(TEXTE DU DOCUMENT)
◆ ◆ ◆

CA Angers, ch. civ. A, 24 novembre 2020, n° 17/01473

ANGERS

Arrêt

Infirmation

COMPOSITION DE LA JURIDICTION

Président :

Mme Beuchee

Conseillers :

Mme Muller, M. Lenoir

TI Angers, du 26 juin 2017

26 juin 2017

Exposé du litige

Le 6 février 2016, M. Didier R. a acquis auprès de M. Hichem B. au prix de 3 400 euros un véhicule automobile de marque Ford modèle Focus C-Max 133cv immatriculé pour la première fois le 27 avril 2004 et affichant 205 826 kilomètres au compteur.

S'étant plaint d'anomalies de fonctionnement, il a sollicité en vain l'annulation amiable de la vente par courrier recommandé en date du 26 mars 2016 et a obtenu de son assureur de protection juridique la désignation d'un expert qui a rendu son rapport le 27 mai 2016.

Par acte d'huissier en date du 1er décembre 2016, il a fait assigner son vendeur devant le tribunal d'instance d'Angers en résolution de la vente sur le fondement de l'article 1641 du code civil, restitution du prix de vente et indemnisation des préjudices subis.

Par jugement contradictoire en date du 26 juin 2017, le tribunal a débouté M. Didier R. de l'ensemble de ses demandes, débouté chaque partie de sa demande formée en application de l'article 700 du code de procédure civile et dit que M. Didier R. conservera la charge de ses dépens.

Pour statuer ainsi, il a considéré que les conditions de la résolution de la vente pour vices cachés ne sont pas réunies dans la mesure où, si la nécessité de procéder au changement de la chaîne et de la courroie de distribution est démontrée tant par le rapport d'expertise amiable établi en présence du vendeur auquel il est opposable que par les devis de deux garagistes différents et un document de «décharge de toutes responsabilités» émanant de l'un d'eux, les causes de ce désordre ne sont pas établies au-delà de l'usure normale liée à un kilométrage conséquent et à l'ancienneté du véhicule, où surtout l'expert amiable précise que « le bruit du moteur imputable à la chaîne de distribution était en germe ou présent lors de la vente », ce qui révèle le caractère apparent du vice qui était décelable lors de l'essai du véhicule et où enfin il n'est pas prouvé que M. Didier R. n'aurait pas acquis le véhicule avec la connaissance de la nécessité de remplacer cette pièce dont le coût constitue seulement un peu plus du tiers du prix modeste d'achat.

◆ ◆ ◆

Lignes d'un jeu de données
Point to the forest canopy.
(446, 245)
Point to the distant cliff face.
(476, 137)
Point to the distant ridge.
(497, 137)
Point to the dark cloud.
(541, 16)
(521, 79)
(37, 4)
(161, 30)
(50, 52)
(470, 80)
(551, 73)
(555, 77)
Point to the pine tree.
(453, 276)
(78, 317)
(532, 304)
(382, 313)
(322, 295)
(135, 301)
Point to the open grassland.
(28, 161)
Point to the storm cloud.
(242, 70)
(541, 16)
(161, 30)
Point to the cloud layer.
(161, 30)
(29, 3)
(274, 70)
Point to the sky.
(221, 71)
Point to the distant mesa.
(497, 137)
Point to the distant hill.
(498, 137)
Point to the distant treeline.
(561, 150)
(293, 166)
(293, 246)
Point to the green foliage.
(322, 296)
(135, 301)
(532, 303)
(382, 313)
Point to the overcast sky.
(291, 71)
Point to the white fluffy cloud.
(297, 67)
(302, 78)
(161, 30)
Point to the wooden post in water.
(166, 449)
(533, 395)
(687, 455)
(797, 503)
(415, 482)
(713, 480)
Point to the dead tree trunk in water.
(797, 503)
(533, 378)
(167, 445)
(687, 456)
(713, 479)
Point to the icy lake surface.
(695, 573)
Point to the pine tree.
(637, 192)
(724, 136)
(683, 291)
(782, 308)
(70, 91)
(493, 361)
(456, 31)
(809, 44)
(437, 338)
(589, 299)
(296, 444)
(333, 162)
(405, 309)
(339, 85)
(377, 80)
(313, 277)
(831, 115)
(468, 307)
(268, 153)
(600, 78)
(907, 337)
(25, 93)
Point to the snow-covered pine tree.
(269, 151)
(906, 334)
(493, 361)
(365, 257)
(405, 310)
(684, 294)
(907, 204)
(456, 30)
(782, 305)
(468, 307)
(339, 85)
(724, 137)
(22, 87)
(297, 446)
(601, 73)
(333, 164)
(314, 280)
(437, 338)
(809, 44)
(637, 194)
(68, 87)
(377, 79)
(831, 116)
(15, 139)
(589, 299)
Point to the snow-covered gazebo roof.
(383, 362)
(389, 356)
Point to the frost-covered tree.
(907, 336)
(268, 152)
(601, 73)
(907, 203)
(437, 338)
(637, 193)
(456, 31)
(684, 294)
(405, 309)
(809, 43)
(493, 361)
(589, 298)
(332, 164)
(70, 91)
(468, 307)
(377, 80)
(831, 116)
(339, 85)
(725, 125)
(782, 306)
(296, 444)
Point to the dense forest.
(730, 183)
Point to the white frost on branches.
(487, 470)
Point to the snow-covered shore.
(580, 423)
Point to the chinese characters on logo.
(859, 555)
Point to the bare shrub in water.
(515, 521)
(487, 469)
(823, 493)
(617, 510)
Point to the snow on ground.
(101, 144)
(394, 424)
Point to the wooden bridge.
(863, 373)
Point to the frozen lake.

◆ ◆ ◆

(TRAVAUX DEMANDÉS)
1. Reproduisez le passage de l'arrêt allant de « TI Angers, du » jusqu'à « des préjudices subis. ».
2. D'après l'arrêt, à quel prix M. Didier R. a-t-il acquis le véhicule ?

(RÉSULTATS ATTENDUS)
1.
TI Angers, du 26 juin 2017

26 juin 2017

Exposé du litige

Le 6 février 2016, M. Didier R. a acquis auprès de M. Hichem B. au prix de 3 400 euros un véhicule automobile de marque Ford modèle Focus C-Max 133cv immatriculé pour la première fois le 27 avril 2004 et affichant 205 826 kilomètres au compteur.

S'étant plaint d'anomalies de fonctionnement, il a sollicité en vain l'annulation amiable de la vente par courrier recommandé en date du 26 mars 2016 et a obtenu de son assureur de protection juridique la désignation d'un expert qui a rendu son rapport le 27 mai 2016.

Par acte d'huissier en date du 1er décembre 2016, il a fait assigner son vendeur devant le tribunal d'instance d'Angers en résolution de la vente sur le fondement de l'article 1641 du code civil, restitution du prix de vente et indemnisation des préjudices subis.

2. 3 400 euros.